**INSTRUCTIONS TO FOLLOW**
Extract every line of the items below and reproduce each one without any change.

Saved data entries
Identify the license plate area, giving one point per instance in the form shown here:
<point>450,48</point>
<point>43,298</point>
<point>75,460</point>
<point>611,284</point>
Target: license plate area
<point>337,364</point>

**ANSWER TO THE TASK**
Identify the license plate area, giving one point per instance in the form shown here:
<point>450,48</point>
<point>43,298</point>
<point>75,460</point>
<point>611,284</point>
Target: license plate area
<point>337,364</point>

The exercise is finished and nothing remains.